Task to complete = Without altering anything, repeat each of the records.

= Beginning of Section =

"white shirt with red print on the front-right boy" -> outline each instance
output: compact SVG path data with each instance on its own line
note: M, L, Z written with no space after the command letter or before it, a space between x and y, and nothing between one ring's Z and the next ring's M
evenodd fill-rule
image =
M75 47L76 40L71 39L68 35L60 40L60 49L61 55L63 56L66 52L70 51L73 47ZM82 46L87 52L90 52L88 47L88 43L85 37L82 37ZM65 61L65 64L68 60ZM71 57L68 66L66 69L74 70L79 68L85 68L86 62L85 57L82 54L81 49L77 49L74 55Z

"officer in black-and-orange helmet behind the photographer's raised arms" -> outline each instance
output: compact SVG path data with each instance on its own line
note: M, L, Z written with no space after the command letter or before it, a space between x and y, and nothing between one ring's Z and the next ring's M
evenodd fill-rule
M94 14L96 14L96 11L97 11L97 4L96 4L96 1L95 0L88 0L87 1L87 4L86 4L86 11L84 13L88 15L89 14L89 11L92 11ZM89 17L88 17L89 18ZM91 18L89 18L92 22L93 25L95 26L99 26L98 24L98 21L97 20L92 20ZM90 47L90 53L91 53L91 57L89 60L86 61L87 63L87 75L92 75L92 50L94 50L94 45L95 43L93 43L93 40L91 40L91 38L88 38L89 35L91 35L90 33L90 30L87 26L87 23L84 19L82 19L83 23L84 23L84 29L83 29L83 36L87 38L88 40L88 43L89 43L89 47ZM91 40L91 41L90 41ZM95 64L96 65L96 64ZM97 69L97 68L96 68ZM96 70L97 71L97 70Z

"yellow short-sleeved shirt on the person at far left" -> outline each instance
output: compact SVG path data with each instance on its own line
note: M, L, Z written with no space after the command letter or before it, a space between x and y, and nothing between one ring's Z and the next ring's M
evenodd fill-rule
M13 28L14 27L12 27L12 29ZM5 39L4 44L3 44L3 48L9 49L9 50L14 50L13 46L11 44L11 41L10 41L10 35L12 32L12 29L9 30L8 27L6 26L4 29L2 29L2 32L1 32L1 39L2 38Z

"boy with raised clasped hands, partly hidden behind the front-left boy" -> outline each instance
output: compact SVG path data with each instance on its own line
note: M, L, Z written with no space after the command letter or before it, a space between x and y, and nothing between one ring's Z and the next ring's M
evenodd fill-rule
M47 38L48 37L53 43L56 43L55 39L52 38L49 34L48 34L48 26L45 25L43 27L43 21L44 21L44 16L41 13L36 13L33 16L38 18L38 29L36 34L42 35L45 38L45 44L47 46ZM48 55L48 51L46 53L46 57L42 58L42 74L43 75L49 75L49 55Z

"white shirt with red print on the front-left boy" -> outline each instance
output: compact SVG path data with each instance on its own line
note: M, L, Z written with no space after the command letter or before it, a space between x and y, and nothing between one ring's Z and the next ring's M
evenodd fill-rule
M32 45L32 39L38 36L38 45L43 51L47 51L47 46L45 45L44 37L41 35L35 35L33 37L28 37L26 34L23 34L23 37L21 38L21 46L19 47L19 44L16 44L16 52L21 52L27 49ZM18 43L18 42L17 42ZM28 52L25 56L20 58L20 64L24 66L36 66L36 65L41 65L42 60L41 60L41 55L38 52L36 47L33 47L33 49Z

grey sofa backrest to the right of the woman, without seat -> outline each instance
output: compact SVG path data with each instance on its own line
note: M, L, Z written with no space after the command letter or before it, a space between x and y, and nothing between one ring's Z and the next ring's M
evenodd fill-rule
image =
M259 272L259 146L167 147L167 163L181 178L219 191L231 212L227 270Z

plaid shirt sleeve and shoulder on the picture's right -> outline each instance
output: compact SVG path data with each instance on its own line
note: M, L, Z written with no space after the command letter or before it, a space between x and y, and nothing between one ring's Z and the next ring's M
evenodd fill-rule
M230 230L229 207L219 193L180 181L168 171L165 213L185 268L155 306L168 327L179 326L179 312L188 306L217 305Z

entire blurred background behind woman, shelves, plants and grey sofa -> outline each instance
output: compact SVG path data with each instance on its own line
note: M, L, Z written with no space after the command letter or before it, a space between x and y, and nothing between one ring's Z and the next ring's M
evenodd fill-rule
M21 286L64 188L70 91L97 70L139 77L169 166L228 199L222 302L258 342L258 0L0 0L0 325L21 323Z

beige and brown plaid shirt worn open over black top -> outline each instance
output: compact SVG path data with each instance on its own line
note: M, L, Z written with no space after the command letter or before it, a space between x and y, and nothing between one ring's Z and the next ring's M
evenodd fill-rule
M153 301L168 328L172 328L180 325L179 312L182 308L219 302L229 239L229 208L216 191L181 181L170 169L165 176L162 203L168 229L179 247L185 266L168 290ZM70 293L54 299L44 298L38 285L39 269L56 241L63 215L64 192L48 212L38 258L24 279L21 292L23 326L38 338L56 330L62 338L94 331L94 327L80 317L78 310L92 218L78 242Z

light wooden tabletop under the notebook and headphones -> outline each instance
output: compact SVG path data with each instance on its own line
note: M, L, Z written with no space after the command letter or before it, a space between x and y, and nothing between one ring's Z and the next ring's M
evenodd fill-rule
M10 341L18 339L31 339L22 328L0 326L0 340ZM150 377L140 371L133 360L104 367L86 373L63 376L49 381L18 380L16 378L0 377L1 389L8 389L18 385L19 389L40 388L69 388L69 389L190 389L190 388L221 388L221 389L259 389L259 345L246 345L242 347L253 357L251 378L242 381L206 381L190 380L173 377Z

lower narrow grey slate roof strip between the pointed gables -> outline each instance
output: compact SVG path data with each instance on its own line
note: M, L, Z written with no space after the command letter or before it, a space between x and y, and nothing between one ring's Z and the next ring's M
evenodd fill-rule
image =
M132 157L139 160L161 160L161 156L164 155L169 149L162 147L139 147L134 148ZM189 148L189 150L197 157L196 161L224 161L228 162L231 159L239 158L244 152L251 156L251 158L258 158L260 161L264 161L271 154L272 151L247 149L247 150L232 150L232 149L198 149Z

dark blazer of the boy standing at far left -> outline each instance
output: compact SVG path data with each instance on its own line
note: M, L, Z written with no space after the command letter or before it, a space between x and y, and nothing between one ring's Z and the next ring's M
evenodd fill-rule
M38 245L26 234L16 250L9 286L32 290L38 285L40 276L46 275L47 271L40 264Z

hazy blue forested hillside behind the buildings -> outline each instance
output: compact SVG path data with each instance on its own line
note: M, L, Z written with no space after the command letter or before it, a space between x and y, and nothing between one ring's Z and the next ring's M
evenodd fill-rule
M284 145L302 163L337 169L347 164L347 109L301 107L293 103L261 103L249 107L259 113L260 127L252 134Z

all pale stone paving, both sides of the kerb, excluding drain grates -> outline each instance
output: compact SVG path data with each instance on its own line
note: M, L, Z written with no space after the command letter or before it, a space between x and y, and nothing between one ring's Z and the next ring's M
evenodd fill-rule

= End of Section =

Your solution =
"white shirt with red print on the front-right boy" -> outline each instance
output: compact SVG path data with each instance on its own line
note: M, L, Z written with no space after the command letter or before it, a space between x and y, and nothing between one ring's Z and the next ring's M
evenodd fill-rule
image =
M75 47L76 40L71 39L68 35L60 40L60 49L61 55L63 56L66 52L70 51L73 47ZM82 46L87 52L90 52L88 47L88 43L85 37L82 37ZM65 61L65 64L68 60ZM71 57L68 66L66 69L74 70L79 68L85 68L86 62L85 57L82 54L81 49L77 49L74 55Z

"officer in black-and-orange helmet behind the photographer's raised arms" -> outline each instance
output: compact SVG path data with each instance on its own line
note: M, L, Z written with no space after the command letter or before it, a space between x and y, and nothing between one ring's Z and the next ring's M
evenodd fill-rule
M94 14L96 14L96 11L97 11L97 4L96 4L96 1L95 0L88 0L87 1L87 4L86 4L86 11L84 13L88 15L89 14L89 11L92 11ZM89 17L88 17L89 18ZM91 18L89 18L92 22L93 25L95 26L99 26L98 24L98 21L97 20L92 20ZM90 47L90 53L91 53L91 57L89 60L86 61L87 63L87 75L92 75L92 50L94 50L94 45L95 43L93 43L93 40L91 40L91 38L88 38L89 35L91 35L90 33L90 30L87 26L87 23L84 19L82 19L83 23L84 23L84 29L83 29L83 36L87 38L88 40L88 43L89 43L89 47ZM91 40L91 41L90 41ZM95 64L96 65L96 64ZM97 69L97 68L96 68ZM96 70L97 71L97 70Z

"yellow short-sleeved shirt on the person at far left" -> outline each instance
output: compact SVG path data with each instance on its own line
note: M, L, Z written with no space after the command letter or before it, a space between x and y, and nothing between one ring's Z and the next ring's M
evenodd fill-rule
M13 28L14 27L12 27L12 29ZM5 39L4 44L3 44L3 48L9 49L9 50L14 50L13 46L11 44L11 41L10 41L10 35L12 32L12 29L9 30L8 27L6 26L4 29L2 29L2 32L1 32L1 39L2 38Z

"boy with raised clasped hands, partly hidden behind the front-left boy" -> outline each instance
output: compact SVG path data with each instance on its own line
note: M, L, Z written with no space after the command letter or before it, a space between x and y, and nothing between one ring's Z and the next ring's M
evenodd fill-rule
M47 38L48 37L53 43L56 43L55 39L52 38L49 34L48 34L48 26L45 25L43 27L43 21L44 21L44 16L41 13L36 13L33 16L38 18L38 29L36 34L42 35L45 38L45 44L47 46ZM48 55L48 51L46 53L46 57L42 58L42 74L43 75L49 75L49 55Z

"white shirt with red print on the front-left boy" -> outline each instance
output: compact SVG path data with each instance on its own line
note: M, L, Z written with no space after the command letter or before it, a space between x and y, and nothing between one ring's Z and the next ring's M
evenodd fill-rule
M32 45L32 39L38 36L38 45L43 51L47 51L47 46L45 45L44 37L41 35L35 35L33 37L28 37L26 34L23 34L23 37L21 38L21 46L19 47L19 44L16 44L16 52L21 52L27 49ZM18 43L18 42L17 42ZM28 52L25 56L20 58L20 64L24 66L36 66L36 65L41 65L42 60L41 60L41 55L38 52L36 47L33 47L33 49Z

grey sofa backrest to the right of the woman, without seat -> outline each instance
output: compact SVG path data with each instance on its own line
note: M, L, Z written with no space after the command letter or before it, a space between x and y, and nothing between one ring's Z and the next ring's M
evenodd fill-rule
image =
M259 272L259 146L167 147L167 163L181 178L219 191L231 212L227 270Z

plaid shirt sleeve and shoulder on the picture's right -> outline each instance
output: compact SVG path data with each instance on its own line
note: M, L, Z written with no space after the command letter or before it, a space between x and y, and nothing between one ring's Z and the next ring's M
evenodd fill-rule
M230 230L229 207L219 193L180 181L168 171L165 213L185 268L155 306L168 327L179 326L179 312L188 306L217 305Z

entire blurred background behind woman, shelves, plants and grey sofa -> outline each instance
output: compact SVG path data with each instance on its own line
note: M, L, Z written with no space after the command letter or before it, a space between x and y, and nothing between one ring's Z and the next ring's M
evenodd fill-rule
M21 286L64 188L70 91L97 70L139 77L169 166L228 199L222 302L258 342L258 0L0 0L0 325L21 323Z

beige and brown plaid shirt worn open over black top -> outline each instance
output: compact SVG path data with each instance on its own line
note: M, L, Z written with no space after the command letter or before it, a space between x and y, and nothing between one ring's Z and the next ring's M
evenodd fill-rule
M153 301L168 328L172 328L180 325L179 312L182 308L219 302L229 239L229 208L216 191L181 181L170 169L165 176L162 203L168 229L179 247L185 266L168 290ZM70 293L54 299L44 298L38 285L39 269L56 241L63 215L64 192L48 212L38 258L24 279L21 292L23 326L38 338L56 330L62 338L94 331L94 327L80 317L78 310L92 218L78 242Z

light wooden tabletop under the notebook and headphones -> outline each instance
output: compact SVG path data with each instance on its own line
note: M, L, Z written with no space after the command letter or before it, a space between x and y, and nothing between one ring's Z and the next ring's M
evenodd fill-rule
M10 341L18 339L31 339L22 328L0 326L0 340ZM150 377L140 371L133 360L104 367L86 373L63 376L49 381L18 380L16 378L0 377L1 389L8 389L18 385L19 389L40 388L69 388L69 389L190 389L190 388L221 388L221 389L259 389L259 345L246 345L242 347L253 357L251 378L242 381L206 381L190 380L173 377Z

lower narrow grey slate roof strip between the pointed gables -> outline each instance
output: compact SVG path data with each instance on its own line
note: M, L, Z written with no space after the command letter or before it, a space between x and y, and nothing between one ring's Z and the next ring's M
evenodd fill-rule
image =
M132 157L139 160L161 160L161 156L164 155L169 149L162 147L139 147L134 148ZM189 148L189 150L197 157L196 161L224 161L228 162L231 159L239 158L244 152L251 156L251 158L258 158L260 161L264 161L271 154L272 151L247 149L247 150L232 150L232 149L198 149Z

dark blazer of the boy standing at far left -> outline each instance
output: compact SVG path data with each instance on its own line
note: M, L, Z written with no space after the command letter or before it, a space between x and y, and nothing between one ring's Z and the next ring's M
evenodd fill-rule
M38 245L26 234L16 250L9 286L32 290L38 285L40 276L46 275L47 271L40 264Z

hazy blue forested hillside behind the buildings -> outline each instance
output: compact SVG path data with each instance on its own line
note: M, L, Z written with no space after the command letter or before it, a space between x and y, and nothing between one ring's Z and the next ring's M
evenodd fill-rule
M284 145L302 163L337 169L347 164L347 109L301 107L293 103L261 103L249 107L259 113L260 127L252 134Z

all pale stone paving, both sides of the kerb, excluding drain grates -> outline each instance
output: compact SVG path data with each instance on its own line
note: M, L, Z written with no space after the command letter or before it, a space between x and y, and nothing between one ring's Z and the next ring's M
evenodd fill-rule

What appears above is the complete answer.